**TASK**
Quote the entries that follow exactly, leaving none out.

**SUPPLIED DATA**
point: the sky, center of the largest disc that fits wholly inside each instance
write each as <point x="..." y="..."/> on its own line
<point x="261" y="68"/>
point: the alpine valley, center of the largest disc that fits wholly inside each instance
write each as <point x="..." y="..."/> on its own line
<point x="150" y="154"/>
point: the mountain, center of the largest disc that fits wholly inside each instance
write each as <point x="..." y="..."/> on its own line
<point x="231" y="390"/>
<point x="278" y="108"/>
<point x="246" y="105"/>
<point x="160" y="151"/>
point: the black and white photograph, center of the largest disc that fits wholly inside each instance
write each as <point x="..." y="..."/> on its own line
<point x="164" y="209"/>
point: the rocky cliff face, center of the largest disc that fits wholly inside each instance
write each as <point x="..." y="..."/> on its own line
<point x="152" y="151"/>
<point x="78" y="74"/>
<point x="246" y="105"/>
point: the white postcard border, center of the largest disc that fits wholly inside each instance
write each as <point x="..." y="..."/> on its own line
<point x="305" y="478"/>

**THE RESULT**
point: the sky, center of the largest disc that fits wholly inside each instance
write each as <point x="..." y="..."/> on its own line
<point x="261" y="68"/>
point: the alpine valley, center of the largest disc that fits wholly inside each instance
write each as <point x="..." y="..."/> on its own line
<point x="150" y="154"/>
point: the mountain, center of the largest disc that fits wholly inside each instance
write each as <point x="..." y="..."/> on its own line
<point x="231" y="390"/>
<point x="278" y="108"/>
<point x="246" y="105"/>
<point x="160" y="151"/>
point: the black and white photograph, center of the largest disc that fits wholly inside each instance
write each as <point x="..." y="..."/> on its own line
<point x="164" y="209"/>
point: the rocky cliff face, center of the largest disc that fits wholly inside each instance
write each as <point x="..." y="..."/> on its own line
<point x="152" y="151"/>
<point x="78" y="74"/>
<point x="246" y="105"/>
point: the white postcard border, center of the largest disc that fits wholly inside each instance
write each as <point x="..." y="..."/> on its own line
<point x="305" y="478"/>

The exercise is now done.